- **EXTRACTED DATA**:
- - -

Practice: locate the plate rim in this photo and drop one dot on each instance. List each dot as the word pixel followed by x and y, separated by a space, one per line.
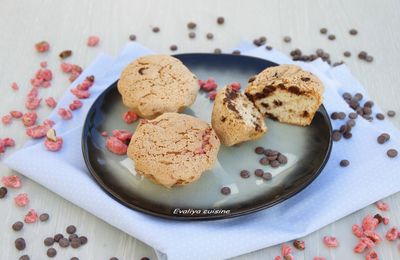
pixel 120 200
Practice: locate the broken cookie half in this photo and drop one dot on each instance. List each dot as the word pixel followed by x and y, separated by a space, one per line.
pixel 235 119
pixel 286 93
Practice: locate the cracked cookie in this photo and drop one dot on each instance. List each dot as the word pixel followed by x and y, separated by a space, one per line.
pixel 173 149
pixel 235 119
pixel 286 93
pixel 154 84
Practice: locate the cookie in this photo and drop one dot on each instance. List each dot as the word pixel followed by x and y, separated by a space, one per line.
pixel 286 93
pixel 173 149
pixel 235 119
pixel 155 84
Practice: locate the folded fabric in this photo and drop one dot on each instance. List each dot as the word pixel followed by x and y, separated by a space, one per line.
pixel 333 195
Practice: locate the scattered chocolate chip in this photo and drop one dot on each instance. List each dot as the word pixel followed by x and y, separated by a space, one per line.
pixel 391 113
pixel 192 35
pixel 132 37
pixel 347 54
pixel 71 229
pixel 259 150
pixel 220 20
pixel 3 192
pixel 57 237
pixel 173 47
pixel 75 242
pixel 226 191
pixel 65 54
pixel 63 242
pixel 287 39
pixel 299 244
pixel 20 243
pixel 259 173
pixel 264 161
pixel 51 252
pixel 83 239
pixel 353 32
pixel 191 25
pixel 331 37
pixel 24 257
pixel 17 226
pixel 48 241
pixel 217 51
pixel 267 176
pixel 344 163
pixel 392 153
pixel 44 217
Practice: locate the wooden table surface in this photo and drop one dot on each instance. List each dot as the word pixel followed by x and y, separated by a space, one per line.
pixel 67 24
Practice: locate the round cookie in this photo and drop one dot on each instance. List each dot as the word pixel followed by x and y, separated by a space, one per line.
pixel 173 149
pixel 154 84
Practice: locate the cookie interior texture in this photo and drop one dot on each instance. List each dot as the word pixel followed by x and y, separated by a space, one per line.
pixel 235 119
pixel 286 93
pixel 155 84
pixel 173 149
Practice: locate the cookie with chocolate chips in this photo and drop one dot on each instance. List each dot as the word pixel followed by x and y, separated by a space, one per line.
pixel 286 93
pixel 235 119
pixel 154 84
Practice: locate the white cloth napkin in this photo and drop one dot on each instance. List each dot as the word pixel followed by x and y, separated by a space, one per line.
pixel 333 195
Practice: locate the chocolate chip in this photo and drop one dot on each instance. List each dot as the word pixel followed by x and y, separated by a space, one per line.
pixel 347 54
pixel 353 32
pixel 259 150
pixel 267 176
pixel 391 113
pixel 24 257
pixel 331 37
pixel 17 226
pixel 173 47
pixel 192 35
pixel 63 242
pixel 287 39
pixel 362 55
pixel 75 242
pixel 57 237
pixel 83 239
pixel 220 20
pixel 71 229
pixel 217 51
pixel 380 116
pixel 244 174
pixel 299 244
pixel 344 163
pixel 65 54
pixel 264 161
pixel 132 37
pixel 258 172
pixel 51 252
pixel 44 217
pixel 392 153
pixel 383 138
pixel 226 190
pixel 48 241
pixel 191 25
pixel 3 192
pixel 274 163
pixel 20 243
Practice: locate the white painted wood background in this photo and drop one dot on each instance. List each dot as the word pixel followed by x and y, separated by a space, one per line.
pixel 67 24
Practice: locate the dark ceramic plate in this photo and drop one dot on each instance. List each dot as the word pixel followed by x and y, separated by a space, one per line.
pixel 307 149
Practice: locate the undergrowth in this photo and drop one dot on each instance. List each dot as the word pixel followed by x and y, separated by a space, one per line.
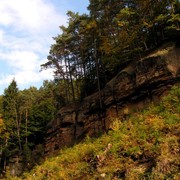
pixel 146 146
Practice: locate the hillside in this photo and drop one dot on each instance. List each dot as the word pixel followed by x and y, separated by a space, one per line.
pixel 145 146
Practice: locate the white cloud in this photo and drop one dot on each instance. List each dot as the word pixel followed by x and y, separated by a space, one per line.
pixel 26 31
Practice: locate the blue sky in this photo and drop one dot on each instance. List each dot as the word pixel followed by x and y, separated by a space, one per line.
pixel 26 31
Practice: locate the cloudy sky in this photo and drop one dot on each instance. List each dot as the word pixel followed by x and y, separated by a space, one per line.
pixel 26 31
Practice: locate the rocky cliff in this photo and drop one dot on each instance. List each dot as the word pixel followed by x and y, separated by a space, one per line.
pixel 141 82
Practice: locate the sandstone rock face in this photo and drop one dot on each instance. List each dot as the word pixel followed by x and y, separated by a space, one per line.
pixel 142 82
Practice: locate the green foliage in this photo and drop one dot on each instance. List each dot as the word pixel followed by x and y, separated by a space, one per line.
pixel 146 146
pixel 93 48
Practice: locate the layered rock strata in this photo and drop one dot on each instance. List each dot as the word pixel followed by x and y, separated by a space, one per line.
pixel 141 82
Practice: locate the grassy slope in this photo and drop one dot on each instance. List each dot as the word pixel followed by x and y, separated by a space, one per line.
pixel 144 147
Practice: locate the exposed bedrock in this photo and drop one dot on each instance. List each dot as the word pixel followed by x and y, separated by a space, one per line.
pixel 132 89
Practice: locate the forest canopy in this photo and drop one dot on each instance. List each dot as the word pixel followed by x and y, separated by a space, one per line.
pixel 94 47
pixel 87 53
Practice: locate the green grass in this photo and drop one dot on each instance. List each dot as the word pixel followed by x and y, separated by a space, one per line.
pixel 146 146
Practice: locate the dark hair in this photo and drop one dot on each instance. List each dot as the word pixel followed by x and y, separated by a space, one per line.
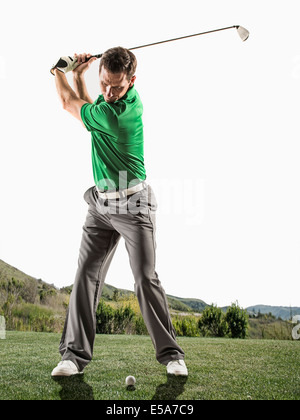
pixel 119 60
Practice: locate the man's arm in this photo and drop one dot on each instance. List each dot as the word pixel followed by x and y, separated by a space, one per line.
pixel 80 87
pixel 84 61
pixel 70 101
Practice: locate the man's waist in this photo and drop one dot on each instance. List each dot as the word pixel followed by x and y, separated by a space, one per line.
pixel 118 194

- - -

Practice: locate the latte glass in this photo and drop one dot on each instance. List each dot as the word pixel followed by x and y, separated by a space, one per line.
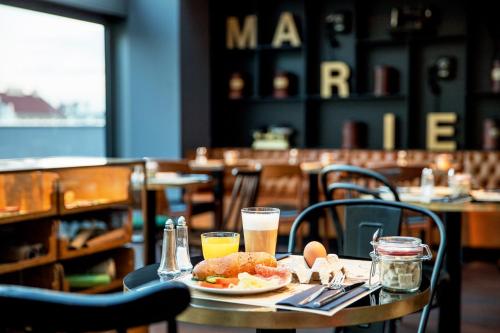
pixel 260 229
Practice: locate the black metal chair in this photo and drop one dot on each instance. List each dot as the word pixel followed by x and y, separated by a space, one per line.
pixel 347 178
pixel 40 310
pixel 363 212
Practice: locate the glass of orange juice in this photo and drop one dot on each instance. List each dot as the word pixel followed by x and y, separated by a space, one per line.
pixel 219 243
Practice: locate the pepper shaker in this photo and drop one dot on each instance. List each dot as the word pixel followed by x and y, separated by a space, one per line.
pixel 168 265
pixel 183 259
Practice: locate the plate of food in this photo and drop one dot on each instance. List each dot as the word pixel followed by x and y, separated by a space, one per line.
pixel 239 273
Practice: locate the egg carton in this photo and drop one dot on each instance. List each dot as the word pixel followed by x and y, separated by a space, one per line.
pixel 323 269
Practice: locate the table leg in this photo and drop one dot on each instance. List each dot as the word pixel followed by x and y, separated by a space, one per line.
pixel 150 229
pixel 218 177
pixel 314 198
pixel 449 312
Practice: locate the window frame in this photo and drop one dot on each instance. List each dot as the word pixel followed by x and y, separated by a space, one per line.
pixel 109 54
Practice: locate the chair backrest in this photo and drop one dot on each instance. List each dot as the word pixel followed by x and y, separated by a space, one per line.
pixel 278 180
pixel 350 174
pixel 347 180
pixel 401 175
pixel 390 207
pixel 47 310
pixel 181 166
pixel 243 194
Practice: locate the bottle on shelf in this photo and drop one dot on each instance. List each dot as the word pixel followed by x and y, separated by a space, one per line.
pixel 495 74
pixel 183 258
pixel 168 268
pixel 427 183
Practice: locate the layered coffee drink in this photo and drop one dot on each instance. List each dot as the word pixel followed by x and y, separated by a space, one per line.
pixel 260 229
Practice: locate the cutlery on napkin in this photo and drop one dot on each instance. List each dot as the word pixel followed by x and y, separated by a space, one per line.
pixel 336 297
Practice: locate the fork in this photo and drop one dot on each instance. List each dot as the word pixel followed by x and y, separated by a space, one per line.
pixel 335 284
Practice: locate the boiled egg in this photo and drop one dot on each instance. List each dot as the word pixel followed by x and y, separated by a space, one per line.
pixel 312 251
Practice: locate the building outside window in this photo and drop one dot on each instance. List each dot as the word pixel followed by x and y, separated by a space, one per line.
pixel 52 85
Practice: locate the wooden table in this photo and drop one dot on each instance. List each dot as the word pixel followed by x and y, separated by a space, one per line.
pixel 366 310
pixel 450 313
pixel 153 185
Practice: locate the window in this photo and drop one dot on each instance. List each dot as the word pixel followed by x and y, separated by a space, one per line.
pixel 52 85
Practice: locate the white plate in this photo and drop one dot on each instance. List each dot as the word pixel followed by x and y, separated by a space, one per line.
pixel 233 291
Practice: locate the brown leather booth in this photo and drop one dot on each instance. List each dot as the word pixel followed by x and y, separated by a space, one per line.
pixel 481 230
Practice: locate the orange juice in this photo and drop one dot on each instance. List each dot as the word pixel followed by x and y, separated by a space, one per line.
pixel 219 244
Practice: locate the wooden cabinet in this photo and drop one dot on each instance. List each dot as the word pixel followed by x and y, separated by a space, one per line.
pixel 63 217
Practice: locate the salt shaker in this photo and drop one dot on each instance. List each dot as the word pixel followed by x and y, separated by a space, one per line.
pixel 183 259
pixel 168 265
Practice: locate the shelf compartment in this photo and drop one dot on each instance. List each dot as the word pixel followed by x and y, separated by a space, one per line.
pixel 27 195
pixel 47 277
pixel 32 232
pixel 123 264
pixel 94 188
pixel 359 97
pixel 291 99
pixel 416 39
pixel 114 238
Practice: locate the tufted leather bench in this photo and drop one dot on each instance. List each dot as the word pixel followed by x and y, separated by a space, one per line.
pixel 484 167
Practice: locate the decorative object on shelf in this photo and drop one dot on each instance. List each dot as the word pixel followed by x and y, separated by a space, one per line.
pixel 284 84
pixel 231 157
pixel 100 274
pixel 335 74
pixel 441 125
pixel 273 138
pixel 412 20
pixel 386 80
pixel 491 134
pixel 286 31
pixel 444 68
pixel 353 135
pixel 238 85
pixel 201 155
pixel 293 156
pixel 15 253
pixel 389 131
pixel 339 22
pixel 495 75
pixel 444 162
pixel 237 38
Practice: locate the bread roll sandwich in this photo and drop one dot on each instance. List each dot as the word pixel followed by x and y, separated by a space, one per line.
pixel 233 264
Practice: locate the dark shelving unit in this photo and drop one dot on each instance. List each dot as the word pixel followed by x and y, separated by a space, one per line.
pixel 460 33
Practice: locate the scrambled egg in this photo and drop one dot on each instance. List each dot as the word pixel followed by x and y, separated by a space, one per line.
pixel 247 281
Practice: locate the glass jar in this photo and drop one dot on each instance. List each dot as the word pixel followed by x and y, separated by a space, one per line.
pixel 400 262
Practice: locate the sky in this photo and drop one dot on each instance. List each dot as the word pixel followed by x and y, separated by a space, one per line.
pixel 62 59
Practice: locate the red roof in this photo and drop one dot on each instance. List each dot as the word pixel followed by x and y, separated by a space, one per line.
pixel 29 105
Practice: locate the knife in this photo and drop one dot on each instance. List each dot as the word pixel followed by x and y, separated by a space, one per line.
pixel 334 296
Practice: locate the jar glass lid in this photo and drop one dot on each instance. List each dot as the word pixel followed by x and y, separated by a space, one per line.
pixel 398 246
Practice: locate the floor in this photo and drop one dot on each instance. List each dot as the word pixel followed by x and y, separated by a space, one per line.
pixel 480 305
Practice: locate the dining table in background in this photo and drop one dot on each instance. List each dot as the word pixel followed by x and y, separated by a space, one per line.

- - -

- **EXERCISE**:
From the records above, give again exactly the lines running from the line with "Practice: locate the floor" to the line with "Practice: locate the dining", inclusive.

- **EXERCISE SOLUTION**:
Practice: locate the floor in this photo and drop one dot on each instance. List each dot as the word pixel followed by x and y, separated by a space, one per line.
pixel 480 305
Practice: locate the dining table in background in this photo and drop one dot on each instance. List each dot as the word pixel followed by x and y, separated by a space, one per line.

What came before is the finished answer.